_Activity_. Scan the data below and pick out the lines containing the word "evergreen".

*** Records supplied ***

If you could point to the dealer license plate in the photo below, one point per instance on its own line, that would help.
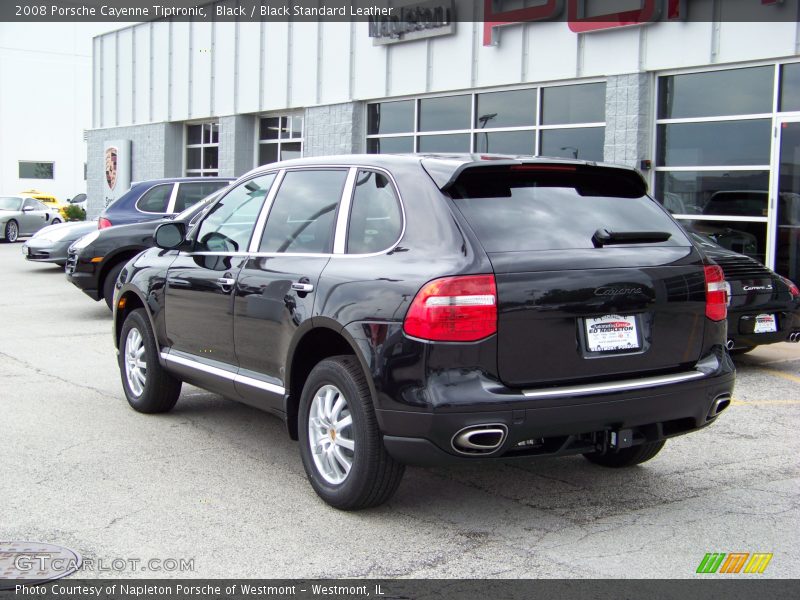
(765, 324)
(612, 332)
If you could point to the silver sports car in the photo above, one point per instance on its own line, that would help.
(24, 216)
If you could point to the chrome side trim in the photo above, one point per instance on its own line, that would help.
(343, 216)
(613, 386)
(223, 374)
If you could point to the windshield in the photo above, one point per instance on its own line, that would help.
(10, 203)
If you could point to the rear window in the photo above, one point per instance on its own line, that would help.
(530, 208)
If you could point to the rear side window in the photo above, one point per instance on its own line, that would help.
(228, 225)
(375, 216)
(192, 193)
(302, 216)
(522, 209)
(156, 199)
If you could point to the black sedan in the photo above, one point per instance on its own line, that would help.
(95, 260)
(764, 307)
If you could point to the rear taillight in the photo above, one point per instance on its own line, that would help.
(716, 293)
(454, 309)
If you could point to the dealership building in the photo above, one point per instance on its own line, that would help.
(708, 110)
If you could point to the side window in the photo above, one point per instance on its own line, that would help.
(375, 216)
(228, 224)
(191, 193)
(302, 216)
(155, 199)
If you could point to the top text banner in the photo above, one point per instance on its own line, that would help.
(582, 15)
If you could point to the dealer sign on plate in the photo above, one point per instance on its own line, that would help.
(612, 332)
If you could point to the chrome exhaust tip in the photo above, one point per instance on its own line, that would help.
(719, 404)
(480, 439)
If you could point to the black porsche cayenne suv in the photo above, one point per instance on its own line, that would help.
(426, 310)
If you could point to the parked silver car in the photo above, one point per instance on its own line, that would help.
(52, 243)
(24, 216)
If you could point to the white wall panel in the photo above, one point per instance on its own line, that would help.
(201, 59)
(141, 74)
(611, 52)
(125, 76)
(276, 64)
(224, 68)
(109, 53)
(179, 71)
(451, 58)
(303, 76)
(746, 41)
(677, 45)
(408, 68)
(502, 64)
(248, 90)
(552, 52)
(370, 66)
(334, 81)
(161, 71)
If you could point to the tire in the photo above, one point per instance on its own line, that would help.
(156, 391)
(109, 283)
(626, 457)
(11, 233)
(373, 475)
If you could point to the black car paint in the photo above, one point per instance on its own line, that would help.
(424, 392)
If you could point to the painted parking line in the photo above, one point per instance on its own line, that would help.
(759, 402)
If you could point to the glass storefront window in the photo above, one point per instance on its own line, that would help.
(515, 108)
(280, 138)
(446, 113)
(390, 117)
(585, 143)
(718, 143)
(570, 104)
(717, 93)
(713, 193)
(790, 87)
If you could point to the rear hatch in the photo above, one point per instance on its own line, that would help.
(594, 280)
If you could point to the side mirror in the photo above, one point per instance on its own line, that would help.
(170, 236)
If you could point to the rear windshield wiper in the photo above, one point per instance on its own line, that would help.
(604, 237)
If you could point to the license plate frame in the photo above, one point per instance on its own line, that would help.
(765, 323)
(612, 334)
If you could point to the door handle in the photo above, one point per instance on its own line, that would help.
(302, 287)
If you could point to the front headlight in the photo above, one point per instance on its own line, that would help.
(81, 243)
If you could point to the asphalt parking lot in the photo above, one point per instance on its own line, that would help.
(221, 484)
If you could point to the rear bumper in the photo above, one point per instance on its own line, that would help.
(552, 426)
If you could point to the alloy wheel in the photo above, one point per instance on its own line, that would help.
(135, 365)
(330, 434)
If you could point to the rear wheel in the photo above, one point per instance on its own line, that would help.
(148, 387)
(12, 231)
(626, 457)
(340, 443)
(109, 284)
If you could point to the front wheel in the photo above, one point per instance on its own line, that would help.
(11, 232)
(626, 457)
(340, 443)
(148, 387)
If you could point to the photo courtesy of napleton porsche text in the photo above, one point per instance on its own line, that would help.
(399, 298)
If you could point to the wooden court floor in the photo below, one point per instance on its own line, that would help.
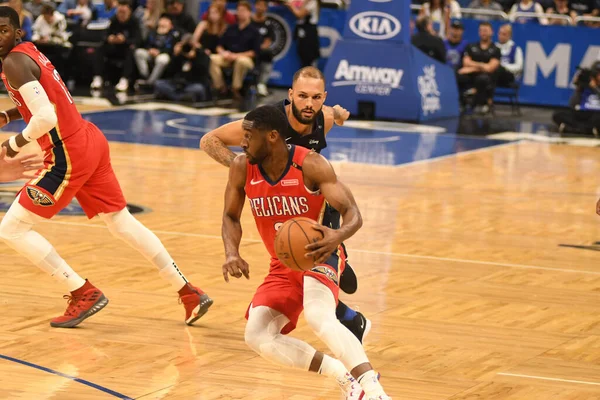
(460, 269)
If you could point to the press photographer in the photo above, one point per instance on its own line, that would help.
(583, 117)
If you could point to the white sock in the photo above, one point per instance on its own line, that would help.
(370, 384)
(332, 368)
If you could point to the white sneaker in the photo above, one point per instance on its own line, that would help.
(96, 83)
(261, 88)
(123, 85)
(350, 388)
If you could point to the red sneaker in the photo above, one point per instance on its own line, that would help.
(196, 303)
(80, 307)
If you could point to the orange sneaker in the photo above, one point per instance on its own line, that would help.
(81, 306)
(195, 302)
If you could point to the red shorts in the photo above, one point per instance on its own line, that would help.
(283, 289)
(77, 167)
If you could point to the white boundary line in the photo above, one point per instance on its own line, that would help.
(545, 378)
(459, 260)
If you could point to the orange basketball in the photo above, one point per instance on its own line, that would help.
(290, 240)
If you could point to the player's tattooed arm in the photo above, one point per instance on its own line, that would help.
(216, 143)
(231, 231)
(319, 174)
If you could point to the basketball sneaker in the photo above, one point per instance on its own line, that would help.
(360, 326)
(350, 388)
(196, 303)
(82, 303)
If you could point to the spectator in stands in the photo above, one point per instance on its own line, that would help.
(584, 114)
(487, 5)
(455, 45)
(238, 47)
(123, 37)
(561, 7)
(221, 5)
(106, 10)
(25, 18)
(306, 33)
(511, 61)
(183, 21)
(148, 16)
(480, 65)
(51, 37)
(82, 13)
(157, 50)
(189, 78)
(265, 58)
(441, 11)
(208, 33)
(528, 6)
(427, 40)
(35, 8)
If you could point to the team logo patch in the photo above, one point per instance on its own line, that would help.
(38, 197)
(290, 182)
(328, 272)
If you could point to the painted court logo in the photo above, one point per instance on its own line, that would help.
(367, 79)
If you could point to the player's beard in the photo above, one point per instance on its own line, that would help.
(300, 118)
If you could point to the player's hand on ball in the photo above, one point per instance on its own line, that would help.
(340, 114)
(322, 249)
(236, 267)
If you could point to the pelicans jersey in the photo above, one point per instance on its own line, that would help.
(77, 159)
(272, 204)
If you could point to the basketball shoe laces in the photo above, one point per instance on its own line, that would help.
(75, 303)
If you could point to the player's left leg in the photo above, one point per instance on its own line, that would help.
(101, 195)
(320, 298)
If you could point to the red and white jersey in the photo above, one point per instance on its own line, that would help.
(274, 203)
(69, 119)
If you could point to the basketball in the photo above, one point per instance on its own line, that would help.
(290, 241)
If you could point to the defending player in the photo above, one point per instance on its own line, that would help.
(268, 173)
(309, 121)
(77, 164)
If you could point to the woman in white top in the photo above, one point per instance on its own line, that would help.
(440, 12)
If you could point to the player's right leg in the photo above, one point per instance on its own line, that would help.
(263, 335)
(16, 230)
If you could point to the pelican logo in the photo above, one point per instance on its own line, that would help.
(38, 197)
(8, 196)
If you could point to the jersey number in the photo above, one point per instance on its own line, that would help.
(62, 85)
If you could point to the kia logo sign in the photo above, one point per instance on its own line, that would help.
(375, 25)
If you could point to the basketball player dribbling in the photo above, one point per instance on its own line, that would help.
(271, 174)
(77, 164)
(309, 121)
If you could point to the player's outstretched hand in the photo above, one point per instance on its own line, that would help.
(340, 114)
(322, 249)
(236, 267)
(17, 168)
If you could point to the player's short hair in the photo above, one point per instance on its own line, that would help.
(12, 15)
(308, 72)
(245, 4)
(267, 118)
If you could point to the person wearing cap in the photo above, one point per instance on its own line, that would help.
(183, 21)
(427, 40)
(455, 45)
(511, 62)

*** End of Records supplied ***
*** Records supplied ***

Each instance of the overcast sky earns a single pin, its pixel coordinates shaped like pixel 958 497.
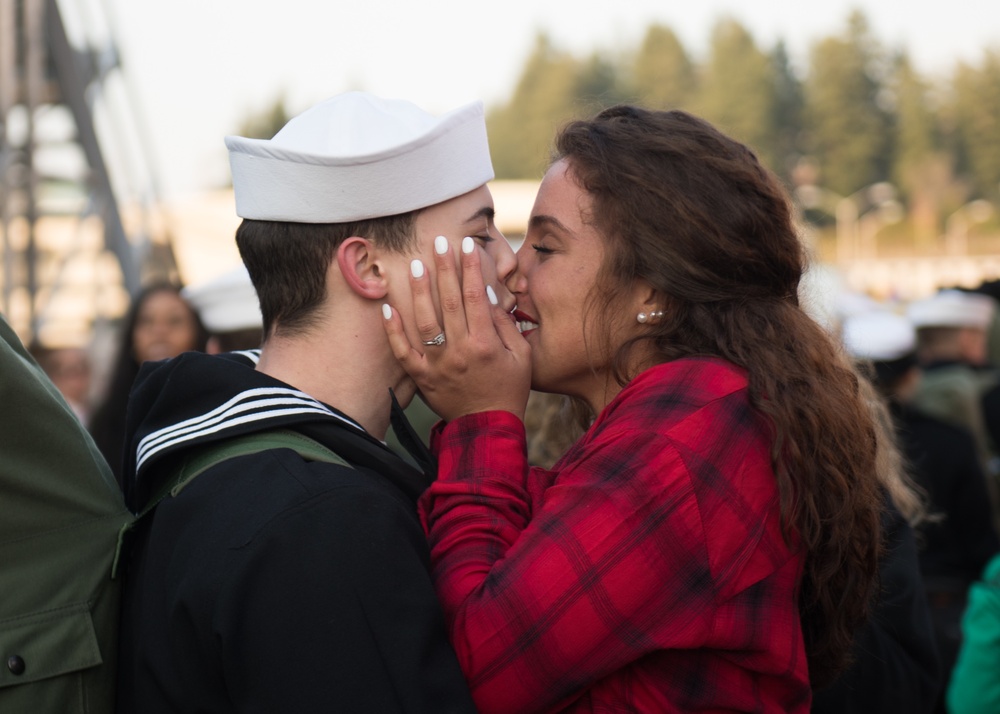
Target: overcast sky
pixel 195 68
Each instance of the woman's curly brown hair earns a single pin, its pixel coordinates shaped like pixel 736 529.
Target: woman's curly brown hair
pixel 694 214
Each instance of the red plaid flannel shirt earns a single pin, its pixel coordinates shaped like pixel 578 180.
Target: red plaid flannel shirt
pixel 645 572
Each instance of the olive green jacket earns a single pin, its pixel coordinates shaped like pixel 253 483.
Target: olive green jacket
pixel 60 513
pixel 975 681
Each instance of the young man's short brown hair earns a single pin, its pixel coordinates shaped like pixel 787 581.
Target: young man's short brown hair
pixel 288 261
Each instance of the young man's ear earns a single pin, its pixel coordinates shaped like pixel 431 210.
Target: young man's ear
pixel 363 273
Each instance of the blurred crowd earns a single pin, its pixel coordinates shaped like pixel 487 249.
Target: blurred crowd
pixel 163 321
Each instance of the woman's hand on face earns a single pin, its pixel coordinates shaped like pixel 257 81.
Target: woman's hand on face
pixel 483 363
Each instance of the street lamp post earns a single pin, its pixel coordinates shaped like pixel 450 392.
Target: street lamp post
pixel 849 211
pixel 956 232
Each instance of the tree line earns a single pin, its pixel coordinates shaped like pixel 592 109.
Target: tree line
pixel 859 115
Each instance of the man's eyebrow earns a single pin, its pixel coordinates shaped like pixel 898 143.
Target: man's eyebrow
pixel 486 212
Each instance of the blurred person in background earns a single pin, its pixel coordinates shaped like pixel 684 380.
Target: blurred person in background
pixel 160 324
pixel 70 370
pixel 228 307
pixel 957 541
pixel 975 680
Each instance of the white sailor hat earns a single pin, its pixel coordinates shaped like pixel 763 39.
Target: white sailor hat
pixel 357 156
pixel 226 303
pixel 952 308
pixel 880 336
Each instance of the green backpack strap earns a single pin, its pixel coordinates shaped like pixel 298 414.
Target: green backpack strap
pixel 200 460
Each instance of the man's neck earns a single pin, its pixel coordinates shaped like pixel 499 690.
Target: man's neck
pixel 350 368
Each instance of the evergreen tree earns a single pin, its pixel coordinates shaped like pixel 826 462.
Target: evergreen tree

*** End of Records supplied ***
*** Records supplied ***

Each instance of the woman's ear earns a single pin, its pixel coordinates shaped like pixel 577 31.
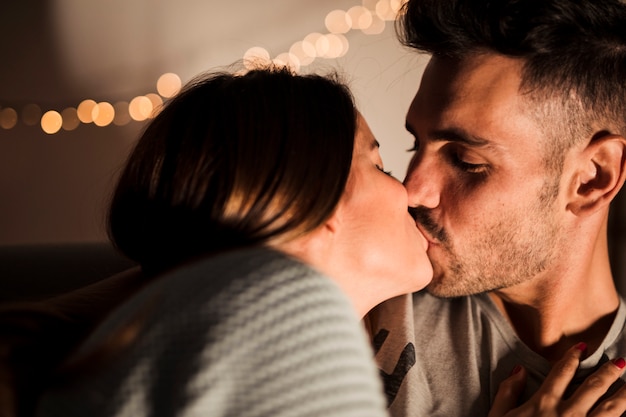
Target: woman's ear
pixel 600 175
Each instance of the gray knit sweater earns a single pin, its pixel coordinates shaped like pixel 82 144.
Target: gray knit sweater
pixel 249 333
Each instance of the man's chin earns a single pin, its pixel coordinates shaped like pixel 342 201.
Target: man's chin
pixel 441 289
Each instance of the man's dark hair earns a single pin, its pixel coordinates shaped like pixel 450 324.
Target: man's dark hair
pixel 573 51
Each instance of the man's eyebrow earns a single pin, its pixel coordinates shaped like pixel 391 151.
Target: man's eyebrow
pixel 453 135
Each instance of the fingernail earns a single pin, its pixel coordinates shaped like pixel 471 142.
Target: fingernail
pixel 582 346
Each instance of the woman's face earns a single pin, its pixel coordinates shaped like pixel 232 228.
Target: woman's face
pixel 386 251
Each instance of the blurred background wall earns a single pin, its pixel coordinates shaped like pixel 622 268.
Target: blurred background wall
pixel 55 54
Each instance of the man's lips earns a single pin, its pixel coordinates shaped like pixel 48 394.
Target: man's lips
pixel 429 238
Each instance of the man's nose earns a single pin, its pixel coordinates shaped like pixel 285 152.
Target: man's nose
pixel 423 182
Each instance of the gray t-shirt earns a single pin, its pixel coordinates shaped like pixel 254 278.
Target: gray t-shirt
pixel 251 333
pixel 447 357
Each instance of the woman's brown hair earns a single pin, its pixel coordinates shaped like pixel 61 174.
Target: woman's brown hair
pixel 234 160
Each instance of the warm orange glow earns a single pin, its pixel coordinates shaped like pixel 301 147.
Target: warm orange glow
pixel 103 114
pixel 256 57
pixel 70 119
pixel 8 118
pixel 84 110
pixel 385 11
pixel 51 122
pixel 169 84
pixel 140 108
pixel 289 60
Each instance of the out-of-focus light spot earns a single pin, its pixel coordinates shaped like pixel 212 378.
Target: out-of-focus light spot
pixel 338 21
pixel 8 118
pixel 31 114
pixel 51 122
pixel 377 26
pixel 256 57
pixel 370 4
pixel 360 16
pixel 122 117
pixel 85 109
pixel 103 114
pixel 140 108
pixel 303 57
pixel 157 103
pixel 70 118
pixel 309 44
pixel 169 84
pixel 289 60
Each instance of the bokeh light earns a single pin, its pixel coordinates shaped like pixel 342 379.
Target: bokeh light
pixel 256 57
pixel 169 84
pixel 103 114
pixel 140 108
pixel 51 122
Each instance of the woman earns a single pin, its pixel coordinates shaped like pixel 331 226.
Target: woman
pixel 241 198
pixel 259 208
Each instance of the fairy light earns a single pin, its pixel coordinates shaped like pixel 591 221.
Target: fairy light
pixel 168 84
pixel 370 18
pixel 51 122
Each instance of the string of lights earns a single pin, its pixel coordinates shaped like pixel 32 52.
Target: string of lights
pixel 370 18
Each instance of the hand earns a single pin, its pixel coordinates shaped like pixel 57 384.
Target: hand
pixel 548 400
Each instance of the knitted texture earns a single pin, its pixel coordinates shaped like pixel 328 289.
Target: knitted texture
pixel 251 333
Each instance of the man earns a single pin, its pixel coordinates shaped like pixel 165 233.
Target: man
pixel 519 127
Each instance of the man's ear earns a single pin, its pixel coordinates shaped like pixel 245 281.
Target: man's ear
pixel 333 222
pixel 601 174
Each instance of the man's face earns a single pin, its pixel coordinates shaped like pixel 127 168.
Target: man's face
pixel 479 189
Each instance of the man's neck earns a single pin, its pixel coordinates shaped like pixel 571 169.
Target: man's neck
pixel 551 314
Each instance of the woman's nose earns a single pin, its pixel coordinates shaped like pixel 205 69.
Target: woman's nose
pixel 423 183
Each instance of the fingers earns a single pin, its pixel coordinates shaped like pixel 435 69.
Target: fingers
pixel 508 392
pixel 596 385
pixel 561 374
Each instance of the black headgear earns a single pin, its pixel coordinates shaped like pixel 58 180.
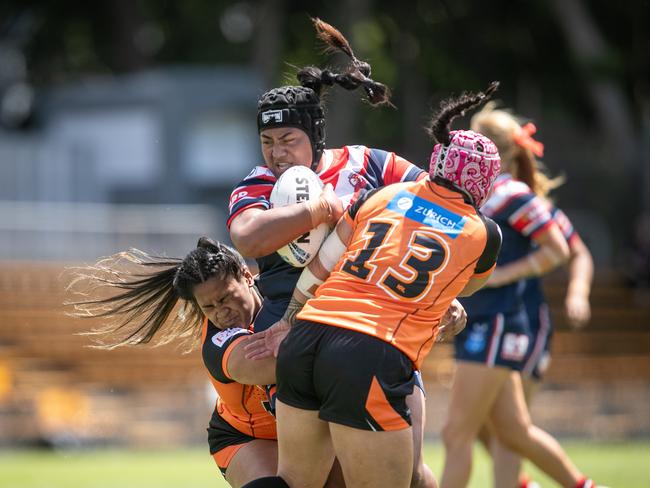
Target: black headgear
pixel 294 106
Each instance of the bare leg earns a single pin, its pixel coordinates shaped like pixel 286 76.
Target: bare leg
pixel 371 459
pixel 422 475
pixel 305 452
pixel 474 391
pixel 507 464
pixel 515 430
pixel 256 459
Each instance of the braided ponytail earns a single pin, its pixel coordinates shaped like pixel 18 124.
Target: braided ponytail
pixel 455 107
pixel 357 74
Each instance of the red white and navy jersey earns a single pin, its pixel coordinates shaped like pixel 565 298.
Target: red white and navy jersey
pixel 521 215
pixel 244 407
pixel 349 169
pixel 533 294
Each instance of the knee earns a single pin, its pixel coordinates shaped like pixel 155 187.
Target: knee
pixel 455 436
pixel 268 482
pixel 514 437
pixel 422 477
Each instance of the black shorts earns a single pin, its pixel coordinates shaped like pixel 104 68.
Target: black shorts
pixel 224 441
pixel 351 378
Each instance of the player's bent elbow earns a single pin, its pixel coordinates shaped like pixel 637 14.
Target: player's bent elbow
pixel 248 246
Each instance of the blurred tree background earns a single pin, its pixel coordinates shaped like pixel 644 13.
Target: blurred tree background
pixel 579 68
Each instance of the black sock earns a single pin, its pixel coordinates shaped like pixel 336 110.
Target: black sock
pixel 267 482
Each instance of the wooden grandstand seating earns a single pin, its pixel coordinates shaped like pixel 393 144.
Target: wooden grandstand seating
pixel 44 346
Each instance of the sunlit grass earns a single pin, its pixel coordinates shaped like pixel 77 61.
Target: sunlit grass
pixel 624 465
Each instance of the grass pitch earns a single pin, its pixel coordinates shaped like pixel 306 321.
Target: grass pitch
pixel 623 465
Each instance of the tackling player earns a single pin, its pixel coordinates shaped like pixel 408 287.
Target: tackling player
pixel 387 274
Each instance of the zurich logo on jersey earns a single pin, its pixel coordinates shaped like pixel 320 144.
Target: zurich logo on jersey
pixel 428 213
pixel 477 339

*** End of Records supplied ***

_Solution below_.
Each instance of the evergreen tree earns a single pin, its pixel coordinates shaped like pixel 826 462.
Target: evergreen tree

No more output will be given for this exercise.